What is expected
Pick out every line in the data below that contains the string "earring", and copy each one. Case counts.

Dataset records
>> begin

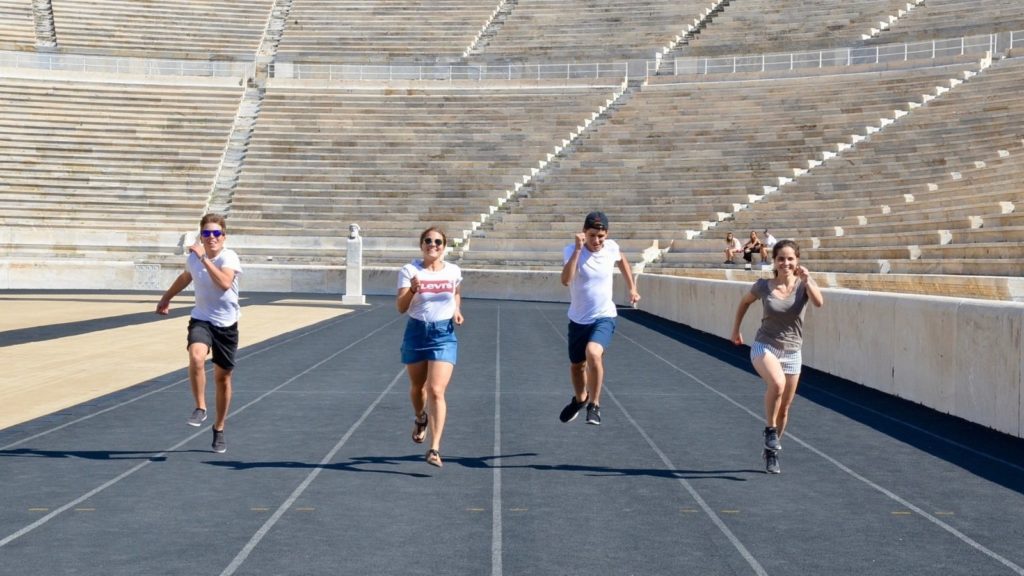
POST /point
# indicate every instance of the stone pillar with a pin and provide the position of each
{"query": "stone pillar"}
(353, 269)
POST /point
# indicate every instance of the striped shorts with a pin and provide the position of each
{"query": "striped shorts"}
(792, 361)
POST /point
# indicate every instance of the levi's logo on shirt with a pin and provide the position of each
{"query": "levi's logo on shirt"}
(436, 286)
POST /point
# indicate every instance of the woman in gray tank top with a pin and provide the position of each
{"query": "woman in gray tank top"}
(775, 352)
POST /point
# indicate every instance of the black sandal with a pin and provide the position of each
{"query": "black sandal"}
(420, 429)
(434, 458)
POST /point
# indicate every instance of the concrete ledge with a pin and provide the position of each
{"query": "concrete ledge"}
(962, 357)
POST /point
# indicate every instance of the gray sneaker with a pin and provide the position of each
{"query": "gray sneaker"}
(771, 461)
(771, 439)
(571, 409)
(198, 417)
(219, 446)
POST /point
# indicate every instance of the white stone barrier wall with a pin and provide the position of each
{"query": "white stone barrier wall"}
(960, 357)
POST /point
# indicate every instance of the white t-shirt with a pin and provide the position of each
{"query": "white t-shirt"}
(217, 306)
(591, 289)
(434, 300)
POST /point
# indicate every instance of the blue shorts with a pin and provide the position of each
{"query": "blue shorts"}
(222, 341)
(792, 361)
(429, 340)
(581, 334)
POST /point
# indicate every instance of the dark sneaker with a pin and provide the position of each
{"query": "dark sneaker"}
(219, 446)
(571, 409)
(771, 439)
(771, 461)
(198, 417)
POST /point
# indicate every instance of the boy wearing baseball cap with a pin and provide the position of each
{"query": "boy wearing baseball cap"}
(588, 271)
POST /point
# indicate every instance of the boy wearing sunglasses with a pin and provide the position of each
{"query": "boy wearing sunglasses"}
(588, 271)
(213, 271)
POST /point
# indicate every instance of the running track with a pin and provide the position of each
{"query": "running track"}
(321, 476)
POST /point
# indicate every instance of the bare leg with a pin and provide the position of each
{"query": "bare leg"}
(417, 394)
(223, 379)
(197, 372)
(792, 380)
(770, 371)
(595, 372)
(438, 375)
(578, 374)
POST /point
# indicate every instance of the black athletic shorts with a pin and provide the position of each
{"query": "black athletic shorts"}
(222, 341)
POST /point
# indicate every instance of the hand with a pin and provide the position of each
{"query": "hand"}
(198, 249)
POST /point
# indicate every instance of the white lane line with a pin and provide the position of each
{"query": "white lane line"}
(254, 541)
(141, 465)
(736, 543)
(496, 498)
(698, 344)
(758, 569)
(963, 537)
(177, 382)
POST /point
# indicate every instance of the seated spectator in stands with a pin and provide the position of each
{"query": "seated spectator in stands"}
(754, 245)
(766, 245)
(732, 247)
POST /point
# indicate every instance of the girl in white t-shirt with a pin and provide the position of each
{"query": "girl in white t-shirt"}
(429, 290)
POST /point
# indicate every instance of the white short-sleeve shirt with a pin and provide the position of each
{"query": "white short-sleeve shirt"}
(434, 300)
(591, 289)
(217, 306)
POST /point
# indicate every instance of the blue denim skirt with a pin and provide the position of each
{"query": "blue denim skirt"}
(429, 340)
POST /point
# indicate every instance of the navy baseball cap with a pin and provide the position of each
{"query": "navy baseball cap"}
(596, 220)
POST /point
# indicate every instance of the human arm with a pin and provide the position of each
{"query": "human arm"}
(631, 284)
(568, 271)
(458, 305)
(221, 277)
(179, 284)
(748, 299)
(813, 292)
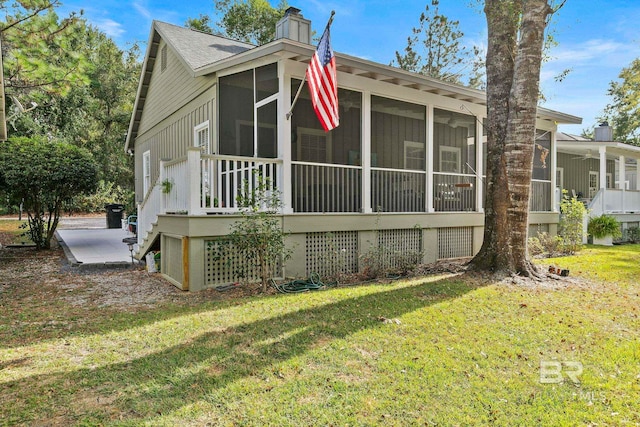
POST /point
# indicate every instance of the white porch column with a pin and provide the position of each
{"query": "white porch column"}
(284, 139)
(622, 173)
(603, 167)
(194, 172)
(479, 166)
(161, 177)
(366, 152)
(429, 153)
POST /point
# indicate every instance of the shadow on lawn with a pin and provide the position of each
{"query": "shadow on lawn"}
(155, 384)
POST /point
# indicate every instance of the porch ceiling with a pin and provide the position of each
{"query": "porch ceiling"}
(300, 52)
(592, 149)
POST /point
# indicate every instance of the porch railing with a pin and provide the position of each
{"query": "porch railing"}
(397, 190)
(454, 192)
(200, 184)
(326, 187)
(148, 212)
(541, 199)
(611, 200)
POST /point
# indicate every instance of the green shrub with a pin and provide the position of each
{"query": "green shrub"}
(632, 234)
(570, 228)
(546, 245)
(107, 193)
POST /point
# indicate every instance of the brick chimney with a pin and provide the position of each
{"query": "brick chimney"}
(293, 26)
(604, 132)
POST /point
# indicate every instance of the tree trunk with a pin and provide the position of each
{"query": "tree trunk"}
(513, 76)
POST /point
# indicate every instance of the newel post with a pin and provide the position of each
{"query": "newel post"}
(194, 174)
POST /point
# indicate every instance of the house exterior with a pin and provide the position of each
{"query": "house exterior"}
(602, 173)
(404, 169)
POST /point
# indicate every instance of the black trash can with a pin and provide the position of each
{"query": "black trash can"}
(114, 215)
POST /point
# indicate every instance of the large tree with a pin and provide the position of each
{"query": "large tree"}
(434, 48)
(44, 175)
(251, 21)
(623, 113)
(90, 101)
(40, 50)
(514, 55)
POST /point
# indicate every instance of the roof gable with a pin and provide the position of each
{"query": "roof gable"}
(195, 49)
(198, 49)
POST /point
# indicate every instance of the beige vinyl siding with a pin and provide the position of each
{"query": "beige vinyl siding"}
(170, 90)
(170, 138)
(576, 171)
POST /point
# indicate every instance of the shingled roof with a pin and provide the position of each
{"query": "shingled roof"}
(198, 49)
(194, 48)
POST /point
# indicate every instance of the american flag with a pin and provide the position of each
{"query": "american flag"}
(323, 83)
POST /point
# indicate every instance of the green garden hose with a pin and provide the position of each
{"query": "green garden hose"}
(313, 283)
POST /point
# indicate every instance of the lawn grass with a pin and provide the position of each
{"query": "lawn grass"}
(442, 350)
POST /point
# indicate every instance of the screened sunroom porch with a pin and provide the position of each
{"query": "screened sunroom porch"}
(388, 155)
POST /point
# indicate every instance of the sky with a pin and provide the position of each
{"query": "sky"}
(596, 38)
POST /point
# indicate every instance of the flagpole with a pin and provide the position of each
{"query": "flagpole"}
(295, 99)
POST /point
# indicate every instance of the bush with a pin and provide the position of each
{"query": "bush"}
(632, 234)
(107, 193)
(44, 174)
(604, 225)
(380, 261)
(571, 228)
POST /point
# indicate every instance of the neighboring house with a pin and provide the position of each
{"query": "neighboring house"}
(404, 169)
(602, 173)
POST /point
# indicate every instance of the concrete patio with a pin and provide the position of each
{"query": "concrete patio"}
(88, 244)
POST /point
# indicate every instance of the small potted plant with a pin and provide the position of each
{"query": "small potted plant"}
(604, 229)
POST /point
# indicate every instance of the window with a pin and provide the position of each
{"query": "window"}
(414, 155)
(560, 178)
(314, 145)
(248, 113)
(398, 134)
(163, 58)
(450, 159)
(201, 137)
(594, 183)
(454, 142)
(146, 172)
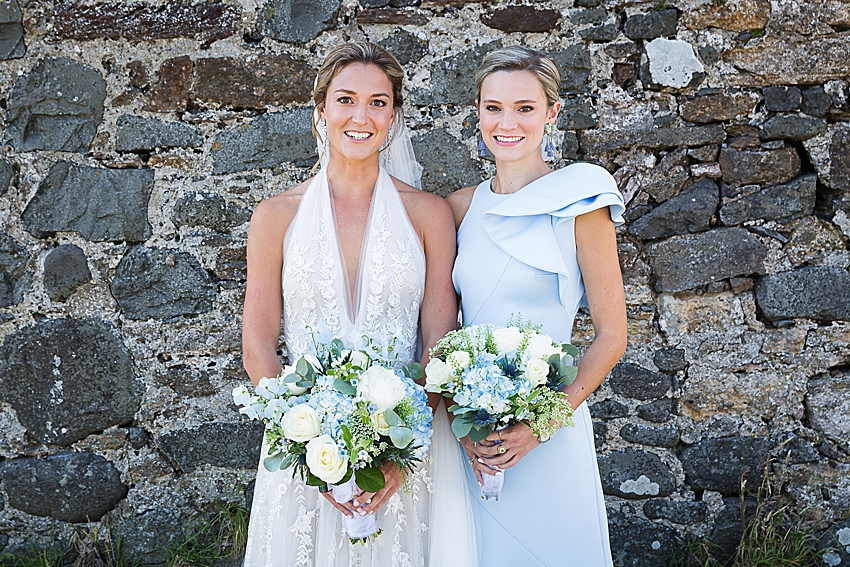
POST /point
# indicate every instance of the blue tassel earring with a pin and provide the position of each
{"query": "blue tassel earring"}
(549, 148)
(482, 147)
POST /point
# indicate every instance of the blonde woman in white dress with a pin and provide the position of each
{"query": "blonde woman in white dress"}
(348, 249)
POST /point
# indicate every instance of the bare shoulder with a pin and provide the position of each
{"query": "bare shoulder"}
(426, 210)
(274, 215)
(459, 202)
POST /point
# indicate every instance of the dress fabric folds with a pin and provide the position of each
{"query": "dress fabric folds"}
(517, 257)
(430, 524)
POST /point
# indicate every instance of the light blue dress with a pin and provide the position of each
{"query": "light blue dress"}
(517, 255)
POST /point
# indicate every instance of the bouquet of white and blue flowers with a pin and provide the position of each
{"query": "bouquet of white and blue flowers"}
(498, 376)
(338, 414)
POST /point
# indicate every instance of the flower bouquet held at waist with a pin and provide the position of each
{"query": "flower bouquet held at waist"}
(338, 414)
(498, 376)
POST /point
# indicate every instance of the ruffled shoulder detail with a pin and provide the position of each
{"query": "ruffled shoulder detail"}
(523, 225)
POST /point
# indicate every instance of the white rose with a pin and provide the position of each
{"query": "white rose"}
(324, 461)
(359, 359)
(382, 387)
(314, 362)
(507, 339)
(300, 423)
(459, 359)
(297, 390)
(380, 423)
(536, 371)
(241, 396)
(541, 346)
(437, 373)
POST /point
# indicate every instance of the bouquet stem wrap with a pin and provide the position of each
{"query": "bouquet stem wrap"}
(491, 487)
(492, 484)
(358, 527)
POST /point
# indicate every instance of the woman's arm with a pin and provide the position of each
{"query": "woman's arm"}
(596, 244)
(261, 314)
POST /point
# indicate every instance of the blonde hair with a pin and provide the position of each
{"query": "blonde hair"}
(364, 53)
(519, 58)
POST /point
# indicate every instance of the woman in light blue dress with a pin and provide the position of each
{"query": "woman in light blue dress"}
(538, 243)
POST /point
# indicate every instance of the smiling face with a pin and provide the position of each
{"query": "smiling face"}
(513, 111)
(358, 111)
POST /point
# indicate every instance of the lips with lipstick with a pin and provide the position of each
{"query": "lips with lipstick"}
(359, 136)
(507, 139)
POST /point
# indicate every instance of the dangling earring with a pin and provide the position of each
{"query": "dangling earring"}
(549, 148)
(323, 133)
(482, 147)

>> end

Complete answer
# indicate every instance of the blue tassel earring with a pin and provide the position of each
{"query": "blue tassel earring"}
# indicate every instance of the dangling earring with a pin and provide the position of each
{"query": "dangling earring"}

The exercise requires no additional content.